_The task_
Report each line of the records below that uses the word "plate".

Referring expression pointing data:
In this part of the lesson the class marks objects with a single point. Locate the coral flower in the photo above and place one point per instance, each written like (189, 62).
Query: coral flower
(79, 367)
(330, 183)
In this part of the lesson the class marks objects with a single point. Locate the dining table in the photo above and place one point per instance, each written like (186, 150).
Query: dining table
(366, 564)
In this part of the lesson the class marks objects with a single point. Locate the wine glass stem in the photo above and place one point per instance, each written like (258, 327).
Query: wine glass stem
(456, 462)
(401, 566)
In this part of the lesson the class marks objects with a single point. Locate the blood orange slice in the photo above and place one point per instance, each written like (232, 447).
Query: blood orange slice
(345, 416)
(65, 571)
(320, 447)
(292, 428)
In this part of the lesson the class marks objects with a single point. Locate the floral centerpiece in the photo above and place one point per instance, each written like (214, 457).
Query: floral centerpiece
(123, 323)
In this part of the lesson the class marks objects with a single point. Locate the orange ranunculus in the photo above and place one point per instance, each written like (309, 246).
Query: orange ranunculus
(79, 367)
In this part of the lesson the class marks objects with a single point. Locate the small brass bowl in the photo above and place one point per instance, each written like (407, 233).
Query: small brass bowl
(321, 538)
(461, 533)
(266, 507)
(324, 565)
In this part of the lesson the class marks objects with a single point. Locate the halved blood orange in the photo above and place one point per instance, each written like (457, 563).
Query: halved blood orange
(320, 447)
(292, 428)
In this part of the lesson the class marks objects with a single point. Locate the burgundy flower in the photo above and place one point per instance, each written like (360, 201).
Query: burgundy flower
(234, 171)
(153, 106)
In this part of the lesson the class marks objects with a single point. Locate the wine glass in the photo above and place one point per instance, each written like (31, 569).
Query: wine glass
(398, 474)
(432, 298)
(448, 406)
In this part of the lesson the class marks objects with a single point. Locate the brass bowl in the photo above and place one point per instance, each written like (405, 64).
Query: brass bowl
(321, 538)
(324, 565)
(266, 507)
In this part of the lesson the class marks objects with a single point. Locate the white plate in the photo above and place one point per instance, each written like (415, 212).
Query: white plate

_Result of this exercise_
In this part of the lesson the class marks objects with a single point. Locate the white plate in the photo above and place one point per instance, each written like (415, 212).
Query: white plate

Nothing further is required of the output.